### Aim of the exercise:
Only the lines below from the one containing "the soldier's ear" to the one containing "the helmet in" should be repeated, both included and unchanged.

### Records to use:
==============================

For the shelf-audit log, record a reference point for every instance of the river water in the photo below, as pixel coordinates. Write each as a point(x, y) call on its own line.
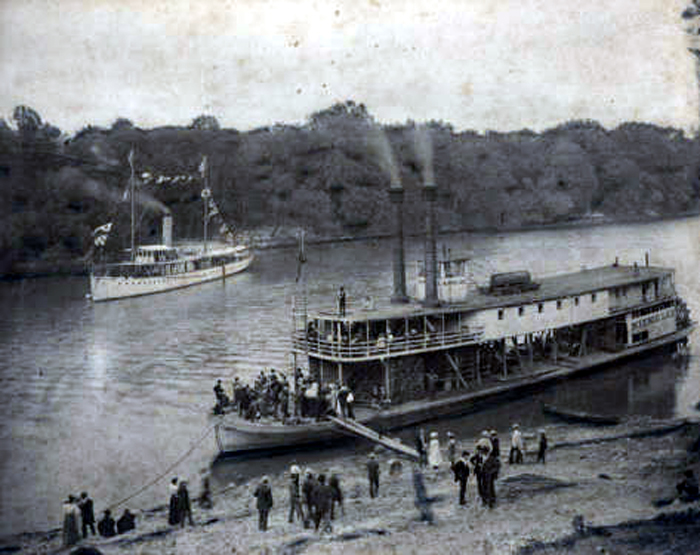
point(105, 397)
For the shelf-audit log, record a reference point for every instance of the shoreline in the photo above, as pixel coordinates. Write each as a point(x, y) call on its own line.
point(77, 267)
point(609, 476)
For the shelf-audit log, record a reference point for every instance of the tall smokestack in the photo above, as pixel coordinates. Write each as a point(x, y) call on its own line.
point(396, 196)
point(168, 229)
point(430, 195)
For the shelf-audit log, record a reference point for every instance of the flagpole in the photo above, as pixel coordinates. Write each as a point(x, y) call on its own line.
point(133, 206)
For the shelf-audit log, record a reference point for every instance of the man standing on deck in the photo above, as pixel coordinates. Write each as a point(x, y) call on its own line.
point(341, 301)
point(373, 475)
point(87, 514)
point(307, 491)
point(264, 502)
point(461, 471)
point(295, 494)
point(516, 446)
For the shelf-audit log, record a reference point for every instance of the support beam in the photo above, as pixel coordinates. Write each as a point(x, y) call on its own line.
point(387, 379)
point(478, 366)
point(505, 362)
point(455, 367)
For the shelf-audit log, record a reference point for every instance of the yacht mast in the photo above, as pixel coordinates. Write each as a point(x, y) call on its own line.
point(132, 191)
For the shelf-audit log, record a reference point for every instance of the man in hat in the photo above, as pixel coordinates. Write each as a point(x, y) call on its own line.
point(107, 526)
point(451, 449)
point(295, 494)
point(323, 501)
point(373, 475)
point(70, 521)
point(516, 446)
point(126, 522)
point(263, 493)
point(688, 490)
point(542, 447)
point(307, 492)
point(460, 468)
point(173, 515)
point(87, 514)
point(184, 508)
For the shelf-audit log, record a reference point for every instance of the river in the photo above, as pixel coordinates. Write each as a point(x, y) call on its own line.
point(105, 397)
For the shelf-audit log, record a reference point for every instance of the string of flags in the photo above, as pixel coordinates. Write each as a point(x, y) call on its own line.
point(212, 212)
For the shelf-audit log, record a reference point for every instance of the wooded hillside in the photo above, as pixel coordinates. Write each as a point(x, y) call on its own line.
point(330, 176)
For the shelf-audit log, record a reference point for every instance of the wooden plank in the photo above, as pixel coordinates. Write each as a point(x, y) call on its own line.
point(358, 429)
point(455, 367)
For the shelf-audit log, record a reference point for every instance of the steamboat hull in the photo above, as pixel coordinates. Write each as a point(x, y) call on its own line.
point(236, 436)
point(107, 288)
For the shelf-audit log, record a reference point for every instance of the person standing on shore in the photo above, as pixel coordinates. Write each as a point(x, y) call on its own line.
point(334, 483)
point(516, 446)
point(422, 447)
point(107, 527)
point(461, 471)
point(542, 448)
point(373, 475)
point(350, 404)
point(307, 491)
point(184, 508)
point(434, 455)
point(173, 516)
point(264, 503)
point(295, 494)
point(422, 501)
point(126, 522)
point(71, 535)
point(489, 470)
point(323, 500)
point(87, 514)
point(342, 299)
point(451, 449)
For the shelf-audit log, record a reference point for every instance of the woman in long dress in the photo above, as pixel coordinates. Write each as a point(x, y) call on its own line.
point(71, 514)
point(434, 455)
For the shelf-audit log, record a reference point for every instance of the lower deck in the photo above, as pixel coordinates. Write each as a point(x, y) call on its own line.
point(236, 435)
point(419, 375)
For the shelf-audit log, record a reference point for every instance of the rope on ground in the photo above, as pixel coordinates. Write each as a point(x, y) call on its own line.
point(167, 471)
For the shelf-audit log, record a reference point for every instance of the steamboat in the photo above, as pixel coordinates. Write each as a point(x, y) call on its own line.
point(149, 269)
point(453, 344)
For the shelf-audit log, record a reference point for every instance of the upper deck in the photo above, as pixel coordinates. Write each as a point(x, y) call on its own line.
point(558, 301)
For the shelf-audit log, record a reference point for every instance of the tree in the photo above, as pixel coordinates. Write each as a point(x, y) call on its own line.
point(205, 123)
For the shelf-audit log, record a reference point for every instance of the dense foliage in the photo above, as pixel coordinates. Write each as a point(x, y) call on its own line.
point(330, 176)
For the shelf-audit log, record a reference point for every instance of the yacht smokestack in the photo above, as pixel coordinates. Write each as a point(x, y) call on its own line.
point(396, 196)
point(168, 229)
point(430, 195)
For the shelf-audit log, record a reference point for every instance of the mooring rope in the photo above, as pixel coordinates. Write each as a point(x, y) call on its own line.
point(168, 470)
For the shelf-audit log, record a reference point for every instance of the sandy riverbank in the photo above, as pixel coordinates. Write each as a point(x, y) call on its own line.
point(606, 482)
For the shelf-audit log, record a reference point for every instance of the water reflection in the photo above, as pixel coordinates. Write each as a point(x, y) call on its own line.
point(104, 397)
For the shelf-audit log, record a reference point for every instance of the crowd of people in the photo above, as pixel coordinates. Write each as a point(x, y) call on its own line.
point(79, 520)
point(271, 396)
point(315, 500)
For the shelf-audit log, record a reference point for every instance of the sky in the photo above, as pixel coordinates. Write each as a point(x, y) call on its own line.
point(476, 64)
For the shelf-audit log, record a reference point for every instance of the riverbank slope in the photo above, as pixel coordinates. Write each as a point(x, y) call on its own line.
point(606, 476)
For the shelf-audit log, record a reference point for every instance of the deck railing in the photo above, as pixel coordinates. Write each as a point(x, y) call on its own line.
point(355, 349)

==============================

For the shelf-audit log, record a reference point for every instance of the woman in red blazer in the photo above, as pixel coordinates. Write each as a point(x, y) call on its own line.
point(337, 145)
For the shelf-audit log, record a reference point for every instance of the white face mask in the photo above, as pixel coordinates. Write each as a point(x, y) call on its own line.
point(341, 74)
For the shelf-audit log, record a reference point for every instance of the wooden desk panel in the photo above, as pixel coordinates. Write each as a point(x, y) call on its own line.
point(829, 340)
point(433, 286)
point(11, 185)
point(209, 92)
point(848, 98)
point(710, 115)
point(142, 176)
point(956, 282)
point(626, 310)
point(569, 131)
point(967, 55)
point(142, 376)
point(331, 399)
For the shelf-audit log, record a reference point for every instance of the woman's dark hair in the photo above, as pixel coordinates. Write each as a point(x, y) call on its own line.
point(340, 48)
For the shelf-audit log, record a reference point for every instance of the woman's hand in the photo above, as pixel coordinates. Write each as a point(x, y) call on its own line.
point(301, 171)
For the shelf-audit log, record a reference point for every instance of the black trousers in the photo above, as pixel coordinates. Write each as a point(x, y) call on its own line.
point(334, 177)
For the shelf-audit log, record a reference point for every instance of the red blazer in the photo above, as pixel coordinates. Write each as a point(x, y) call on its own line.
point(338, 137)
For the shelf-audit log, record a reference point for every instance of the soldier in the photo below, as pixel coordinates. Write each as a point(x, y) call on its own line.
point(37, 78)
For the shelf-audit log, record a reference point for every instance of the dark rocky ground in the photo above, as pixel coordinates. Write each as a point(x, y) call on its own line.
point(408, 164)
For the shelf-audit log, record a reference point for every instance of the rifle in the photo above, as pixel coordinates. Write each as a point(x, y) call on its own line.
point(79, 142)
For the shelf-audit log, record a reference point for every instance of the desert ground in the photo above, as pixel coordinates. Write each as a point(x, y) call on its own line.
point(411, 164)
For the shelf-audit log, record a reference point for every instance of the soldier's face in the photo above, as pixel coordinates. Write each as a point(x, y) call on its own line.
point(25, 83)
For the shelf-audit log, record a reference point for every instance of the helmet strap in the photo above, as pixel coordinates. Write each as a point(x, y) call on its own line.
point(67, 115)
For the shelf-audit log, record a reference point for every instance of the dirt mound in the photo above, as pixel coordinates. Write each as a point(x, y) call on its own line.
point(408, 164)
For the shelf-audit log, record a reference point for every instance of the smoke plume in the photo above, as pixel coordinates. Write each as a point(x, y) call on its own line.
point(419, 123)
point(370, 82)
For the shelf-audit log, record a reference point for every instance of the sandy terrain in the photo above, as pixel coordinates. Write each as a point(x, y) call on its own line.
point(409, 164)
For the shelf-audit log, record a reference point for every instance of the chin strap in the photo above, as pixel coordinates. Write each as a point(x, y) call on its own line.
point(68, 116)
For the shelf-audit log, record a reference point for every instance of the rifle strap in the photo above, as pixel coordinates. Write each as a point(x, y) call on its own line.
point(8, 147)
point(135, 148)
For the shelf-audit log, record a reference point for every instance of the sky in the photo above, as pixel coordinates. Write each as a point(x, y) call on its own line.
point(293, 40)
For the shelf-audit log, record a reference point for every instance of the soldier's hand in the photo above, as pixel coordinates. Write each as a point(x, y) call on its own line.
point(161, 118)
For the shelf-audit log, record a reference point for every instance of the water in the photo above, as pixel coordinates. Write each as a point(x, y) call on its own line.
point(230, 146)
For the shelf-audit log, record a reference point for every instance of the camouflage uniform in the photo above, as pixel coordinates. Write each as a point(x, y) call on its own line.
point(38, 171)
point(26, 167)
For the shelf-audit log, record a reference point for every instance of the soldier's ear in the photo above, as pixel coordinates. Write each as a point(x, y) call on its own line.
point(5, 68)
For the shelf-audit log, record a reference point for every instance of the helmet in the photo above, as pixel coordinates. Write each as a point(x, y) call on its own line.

==============================

### Answer box:
For the shelf-audit log, record a reference point for every instance of the soldier's ear in the photo above, as pixel coordinates. Write each as a point(x, y) call on its own line.
point(5, 68)
For the shelf-audit log, record a reference point for every instance of the helmet in the photo above, as pixel coordinates. Write each as a point(x, y) call on its own line.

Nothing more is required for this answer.